(Saved data entries)

_ _ _ _

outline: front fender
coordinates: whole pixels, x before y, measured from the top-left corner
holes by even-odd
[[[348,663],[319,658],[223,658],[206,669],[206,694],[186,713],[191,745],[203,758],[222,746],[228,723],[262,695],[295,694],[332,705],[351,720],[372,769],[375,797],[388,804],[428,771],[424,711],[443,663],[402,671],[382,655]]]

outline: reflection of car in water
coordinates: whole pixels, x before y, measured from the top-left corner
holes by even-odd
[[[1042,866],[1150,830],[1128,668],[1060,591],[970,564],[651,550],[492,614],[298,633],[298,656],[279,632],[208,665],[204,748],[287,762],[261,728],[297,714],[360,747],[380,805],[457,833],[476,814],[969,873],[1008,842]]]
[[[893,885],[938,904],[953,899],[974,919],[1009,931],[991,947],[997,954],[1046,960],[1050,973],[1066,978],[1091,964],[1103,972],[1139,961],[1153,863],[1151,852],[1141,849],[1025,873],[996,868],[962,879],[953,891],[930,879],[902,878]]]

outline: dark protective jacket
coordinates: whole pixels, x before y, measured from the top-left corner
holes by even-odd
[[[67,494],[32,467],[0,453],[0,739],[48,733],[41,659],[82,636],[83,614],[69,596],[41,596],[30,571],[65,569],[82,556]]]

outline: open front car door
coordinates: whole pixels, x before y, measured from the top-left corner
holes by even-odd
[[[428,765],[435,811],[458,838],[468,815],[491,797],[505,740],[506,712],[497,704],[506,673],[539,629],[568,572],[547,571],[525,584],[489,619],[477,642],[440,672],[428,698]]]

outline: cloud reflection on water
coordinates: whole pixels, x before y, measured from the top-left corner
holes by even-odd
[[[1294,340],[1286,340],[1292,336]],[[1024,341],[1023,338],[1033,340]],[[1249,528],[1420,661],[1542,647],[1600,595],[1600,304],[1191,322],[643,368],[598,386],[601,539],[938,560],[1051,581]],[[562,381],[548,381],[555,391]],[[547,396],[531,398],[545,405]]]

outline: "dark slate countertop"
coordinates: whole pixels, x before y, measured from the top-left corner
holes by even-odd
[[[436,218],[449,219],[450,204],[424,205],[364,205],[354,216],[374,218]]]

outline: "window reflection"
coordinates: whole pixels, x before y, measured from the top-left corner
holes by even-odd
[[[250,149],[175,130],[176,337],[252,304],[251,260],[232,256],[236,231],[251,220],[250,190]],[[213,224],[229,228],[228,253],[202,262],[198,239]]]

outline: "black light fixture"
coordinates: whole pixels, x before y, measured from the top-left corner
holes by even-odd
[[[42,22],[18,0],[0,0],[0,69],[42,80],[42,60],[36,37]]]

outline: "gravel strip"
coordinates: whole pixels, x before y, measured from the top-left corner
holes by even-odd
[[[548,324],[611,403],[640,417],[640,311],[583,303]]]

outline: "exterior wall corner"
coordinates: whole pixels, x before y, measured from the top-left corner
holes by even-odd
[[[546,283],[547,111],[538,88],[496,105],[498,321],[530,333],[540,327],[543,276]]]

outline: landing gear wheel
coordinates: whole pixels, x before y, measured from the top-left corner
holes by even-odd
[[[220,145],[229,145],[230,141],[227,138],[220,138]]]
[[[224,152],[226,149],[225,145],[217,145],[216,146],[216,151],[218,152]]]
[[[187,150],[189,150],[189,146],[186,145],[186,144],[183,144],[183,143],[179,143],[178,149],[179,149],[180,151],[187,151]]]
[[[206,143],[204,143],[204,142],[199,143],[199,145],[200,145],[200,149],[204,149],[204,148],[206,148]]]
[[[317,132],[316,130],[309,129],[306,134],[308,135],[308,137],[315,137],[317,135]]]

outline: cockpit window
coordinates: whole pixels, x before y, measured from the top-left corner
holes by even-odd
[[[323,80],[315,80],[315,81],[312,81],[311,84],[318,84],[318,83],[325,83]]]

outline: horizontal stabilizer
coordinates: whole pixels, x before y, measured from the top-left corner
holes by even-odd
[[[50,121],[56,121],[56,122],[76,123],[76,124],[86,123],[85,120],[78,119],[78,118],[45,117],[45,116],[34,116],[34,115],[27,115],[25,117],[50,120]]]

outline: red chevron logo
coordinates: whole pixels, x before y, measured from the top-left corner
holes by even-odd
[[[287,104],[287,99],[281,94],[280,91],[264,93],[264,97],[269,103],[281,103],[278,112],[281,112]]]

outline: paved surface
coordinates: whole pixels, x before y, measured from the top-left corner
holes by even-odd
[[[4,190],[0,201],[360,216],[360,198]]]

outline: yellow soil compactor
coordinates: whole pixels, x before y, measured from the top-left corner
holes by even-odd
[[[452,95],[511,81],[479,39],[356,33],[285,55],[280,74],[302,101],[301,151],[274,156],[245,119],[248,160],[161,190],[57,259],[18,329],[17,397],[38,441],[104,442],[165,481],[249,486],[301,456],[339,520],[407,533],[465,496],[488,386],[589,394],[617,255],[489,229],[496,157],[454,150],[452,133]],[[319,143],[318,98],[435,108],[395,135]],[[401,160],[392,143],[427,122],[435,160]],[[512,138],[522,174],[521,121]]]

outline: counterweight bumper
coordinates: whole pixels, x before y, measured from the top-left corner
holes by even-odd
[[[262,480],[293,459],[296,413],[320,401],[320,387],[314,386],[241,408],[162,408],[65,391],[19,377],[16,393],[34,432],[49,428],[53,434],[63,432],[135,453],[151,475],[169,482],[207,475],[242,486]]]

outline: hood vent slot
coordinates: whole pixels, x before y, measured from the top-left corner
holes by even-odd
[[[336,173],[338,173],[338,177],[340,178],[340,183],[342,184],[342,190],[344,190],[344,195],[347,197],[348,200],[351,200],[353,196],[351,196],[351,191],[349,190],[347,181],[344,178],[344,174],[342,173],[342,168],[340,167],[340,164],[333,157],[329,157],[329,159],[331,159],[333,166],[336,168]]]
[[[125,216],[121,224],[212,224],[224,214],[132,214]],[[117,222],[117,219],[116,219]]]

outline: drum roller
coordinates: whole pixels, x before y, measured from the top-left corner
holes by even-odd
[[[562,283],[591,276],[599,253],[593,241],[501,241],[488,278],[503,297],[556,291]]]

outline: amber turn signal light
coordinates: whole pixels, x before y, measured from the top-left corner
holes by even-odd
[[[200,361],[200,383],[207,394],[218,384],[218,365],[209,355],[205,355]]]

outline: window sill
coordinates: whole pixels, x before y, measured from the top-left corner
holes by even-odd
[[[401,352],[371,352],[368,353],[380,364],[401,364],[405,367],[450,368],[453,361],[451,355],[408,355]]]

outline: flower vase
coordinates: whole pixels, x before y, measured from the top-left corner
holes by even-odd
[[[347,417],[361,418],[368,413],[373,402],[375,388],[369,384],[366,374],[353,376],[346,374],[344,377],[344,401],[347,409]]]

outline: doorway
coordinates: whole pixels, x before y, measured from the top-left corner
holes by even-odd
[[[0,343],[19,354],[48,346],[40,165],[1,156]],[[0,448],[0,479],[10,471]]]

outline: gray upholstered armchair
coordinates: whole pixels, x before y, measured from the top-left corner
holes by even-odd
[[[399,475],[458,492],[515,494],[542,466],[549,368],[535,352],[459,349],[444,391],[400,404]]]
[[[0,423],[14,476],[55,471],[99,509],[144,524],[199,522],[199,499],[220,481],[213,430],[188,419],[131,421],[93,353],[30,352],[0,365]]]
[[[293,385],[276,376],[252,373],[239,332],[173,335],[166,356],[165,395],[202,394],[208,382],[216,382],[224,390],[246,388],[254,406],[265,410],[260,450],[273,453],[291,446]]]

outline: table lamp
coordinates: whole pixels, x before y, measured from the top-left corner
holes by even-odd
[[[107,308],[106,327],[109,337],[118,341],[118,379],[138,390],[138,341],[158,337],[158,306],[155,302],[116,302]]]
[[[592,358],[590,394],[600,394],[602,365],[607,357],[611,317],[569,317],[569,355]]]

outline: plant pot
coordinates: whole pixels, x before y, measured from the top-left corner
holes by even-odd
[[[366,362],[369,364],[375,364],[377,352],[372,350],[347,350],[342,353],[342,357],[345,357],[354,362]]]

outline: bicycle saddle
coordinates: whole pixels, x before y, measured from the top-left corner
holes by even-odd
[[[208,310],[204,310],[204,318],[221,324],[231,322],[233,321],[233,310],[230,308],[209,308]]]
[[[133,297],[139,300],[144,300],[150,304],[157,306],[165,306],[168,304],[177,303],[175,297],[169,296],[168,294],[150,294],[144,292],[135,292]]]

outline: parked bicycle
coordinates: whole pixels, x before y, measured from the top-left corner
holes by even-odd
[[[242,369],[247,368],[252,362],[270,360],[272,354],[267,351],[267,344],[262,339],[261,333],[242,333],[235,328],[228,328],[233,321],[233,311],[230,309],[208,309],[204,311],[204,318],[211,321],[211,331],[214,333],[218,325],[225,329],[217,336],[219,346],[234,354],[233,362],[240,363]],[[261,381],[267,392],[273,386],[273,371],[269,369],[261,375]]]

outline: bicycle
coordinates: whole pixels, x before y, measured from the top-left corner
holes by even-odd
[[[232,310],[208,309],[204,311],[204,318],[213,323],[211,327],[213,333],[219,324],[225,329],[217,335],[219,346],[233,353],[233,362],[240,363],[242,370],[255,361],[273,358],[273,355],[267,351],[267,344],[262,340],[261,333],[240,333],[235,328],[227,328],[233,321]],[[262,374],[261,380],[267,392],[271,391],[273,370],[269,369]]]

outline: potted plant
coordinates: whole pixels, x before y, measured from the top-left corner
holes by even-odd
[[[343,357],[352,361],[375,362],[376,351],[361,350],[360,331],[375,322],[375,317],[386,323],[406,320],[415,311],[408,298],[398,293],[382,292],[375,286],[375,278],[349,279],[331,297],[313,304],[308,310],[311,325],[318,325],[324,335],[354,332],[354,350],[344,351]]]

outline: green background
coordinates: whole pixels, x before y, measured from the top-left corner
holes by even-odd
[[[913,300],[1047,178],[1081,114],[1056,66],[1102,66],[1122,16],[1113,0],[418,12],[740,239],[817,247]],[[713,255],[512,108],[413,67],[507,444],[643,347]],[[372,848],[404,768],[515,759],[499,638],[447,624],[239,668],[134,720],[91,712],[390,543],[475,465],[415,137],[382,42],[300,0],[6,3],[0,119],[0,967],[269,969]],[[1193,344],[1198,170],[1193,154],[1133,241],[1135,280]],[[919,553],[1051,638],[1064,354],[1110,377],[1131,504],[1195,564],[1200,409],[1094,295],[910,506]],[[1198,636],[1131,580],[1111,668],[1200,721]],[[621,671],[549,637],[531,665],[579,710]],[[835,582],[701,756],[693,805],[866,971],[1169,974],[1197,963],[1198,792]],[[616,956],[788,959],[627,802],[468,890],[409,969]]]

_ _ _ _

Scan the data for the word "plant" and copy every line where it shows up.

outline: plant pot
outline: potted plant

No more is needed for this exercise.